━━━ Recorded data

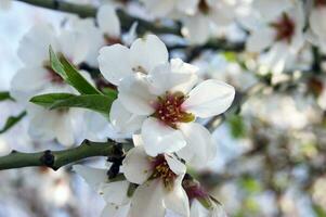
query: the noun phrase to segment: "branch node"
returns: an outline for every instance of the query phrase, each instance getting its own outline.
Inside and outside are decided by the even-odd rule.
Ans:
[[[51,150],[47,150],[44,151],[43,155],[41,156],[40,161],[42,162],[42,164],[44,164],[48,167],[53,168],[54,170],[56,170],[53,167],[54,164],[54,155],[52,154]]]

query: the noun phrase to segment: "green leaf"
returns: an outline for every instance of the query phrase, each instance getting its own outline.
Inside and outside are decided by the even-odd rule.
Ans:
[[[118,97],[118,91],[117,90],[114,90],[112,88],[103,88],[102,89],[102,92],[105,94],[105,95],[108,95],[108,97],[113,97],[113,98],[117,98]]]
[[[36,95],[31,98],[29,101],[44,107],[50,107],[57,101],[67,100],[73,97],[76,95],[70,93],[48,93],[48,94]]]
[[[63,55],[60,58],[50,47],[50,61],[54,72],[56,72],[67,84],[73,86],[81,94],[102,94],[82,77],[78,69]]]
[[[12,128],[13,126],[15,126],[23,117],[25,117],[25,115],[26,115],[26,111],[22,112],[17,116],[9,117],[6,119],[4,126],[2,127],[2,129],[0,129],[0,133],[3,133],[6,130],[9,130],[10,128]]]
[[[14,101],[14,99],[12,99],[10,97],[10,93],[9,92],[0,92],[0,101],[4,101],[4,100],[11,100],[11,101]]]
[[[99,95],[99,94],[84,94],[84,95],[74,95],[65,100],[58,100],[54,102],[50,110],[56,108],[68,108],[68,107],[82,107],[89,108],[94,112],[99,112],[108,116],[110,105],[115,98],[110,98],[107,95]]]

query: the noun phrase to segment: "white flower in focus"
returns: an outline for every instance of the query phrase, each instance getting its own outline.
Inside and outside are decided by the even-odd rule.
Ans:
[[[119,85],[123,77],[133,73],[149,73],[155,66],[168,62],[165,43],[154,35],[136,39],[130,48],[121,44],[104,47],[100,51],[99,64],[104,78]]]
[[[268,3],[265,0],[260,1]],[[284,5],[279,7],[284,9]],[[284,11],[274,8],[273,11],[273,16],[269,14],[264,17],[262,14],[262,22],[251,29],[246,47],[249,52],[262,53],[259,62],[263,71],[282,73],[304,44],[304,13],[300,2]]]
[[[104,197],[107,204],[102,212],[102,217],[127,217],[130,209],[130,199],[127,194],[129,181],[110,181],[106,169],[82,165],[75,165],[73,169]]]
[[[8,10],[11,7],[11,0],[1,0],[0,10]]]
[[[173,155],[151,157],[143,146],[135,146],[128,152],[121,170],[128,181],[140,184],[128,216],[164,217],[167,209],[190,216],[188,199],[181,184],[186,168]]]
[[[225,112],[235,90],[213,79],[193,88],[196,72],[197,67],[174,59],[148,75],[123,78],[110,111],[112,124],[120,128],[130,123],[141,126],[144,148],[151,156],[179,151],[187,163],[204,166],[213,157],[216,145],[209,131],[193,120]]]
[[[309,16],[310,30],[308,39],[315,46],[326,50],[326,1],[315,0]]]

━━━━━━

-- What you will do --
Please collect every line of the records that contains the word "noun", treating uppercase and lowercase as different.

-- Expected answer --
query: the noun phrase to segment: "branch node"
query: the noun phrase to segment: "green leaf"
query: the noun phrase to segment: "white flower in focus"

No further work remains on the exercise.